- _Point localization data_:
^^^^^^^^
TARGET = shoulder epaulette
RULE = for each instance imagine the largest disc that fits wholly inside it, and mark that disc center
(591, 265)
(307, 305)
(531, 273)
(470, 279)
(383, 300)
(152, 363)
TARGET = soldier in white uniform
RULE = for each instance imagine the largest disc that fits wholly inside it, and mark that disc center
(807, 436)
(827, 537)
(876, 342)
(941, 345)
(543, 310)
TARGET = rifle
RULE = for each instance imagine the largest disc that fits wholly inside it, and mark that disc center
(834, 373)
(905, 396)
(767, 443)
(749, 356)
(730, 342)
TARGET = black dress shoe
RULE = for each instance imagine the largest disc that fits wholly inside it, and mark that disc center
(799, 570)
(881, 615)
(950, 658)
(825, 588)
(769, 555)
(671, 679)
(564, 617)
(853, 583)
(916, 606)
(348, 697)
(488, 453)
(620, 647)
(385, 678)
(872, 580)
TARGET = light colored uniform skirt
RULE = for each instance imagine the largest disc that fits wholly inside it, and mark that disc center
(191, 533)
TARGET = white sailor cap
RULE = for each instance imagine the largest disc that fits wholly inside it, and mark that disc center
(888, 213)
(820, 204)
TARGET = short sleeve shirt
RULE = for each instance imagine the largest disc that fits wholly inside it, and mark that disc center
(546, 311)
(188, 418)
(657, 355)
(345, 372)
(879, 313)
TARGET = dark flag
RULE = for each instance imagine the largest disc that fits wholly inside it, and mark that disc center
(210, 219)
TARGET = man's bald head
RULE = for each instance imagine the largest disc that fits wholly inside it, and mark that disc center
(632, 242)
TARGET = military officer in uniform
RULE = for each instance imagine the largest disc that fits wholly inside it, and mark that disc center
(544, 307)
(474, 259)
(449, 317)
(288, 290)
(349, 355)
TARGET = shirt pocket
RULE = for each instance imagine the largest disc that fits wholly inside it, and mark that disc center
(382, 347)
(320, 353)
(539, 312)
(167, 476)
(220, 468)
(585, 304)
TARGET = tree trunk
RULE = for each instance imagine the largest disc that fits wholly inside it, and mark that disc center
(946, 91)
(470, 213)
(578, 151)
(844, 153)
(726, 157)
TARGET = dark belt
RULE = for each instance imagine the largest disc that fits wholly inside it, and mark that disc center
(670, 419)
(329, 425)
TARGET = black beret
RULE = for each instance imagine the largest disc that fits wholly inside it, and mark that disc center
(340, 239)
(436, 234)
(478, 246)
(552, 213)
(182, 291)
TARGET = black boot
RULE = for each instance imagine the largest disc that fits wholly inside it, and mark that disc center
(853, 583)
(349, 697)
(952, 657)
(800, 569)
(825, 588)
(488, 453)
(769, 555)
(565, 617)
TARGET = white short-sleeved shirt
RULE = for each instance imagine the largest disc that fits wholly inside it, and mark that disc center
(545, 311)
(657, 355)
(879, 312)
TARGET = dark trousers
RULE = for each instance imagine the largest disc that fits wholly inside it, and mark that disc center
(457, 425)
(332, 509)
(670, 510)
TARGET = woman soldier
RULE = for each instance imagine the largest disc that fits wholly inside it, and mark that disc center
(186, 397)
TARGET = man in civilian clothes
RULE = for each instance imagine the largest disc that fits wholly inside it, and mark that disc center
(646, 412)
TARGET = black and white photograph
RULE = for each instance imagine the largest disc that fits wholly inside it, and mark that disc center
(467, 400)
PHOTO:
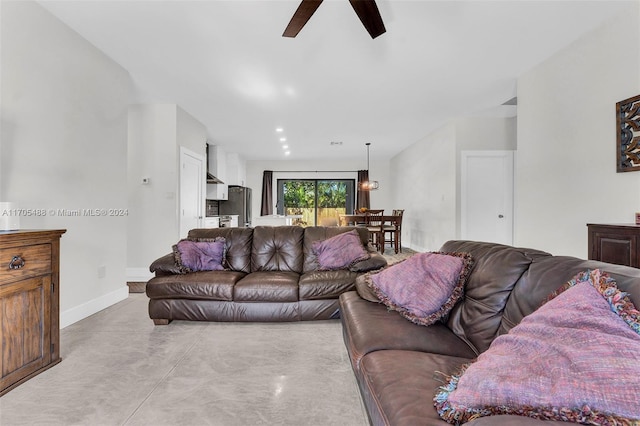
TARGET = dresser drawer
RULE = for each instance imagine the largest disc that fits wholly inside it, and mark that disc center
(37, 261)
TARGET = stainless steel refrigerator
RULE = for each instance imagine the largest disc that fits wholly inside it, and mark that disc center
(239, 203)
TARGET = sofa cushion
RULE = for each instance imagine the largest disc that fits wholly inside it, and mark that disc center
(579, 358)
(544, 276)
(395, 386)
(206, 285)
(497, 270)
(340, 251)
(370, 327)
(199, 255)
(424, 287)
(267, 286)
(238, 245)
(325, 284)
(320, 233)
(277, 248)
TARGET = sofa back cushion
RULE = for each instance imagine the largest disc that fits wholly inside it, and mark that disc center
(277, 248)
(509, 283)
(321, 233)
(477, 318)
(238, 245)
(545, 275)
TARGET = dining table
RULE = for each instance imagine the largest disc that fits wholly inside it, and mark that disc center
^^^^^^^^
If a line in the records has the word "short", copy that line.

- _FINISHED EXERCISE_:
TARGET = short sleeve shirt
TARGET = white short-sleeved shirt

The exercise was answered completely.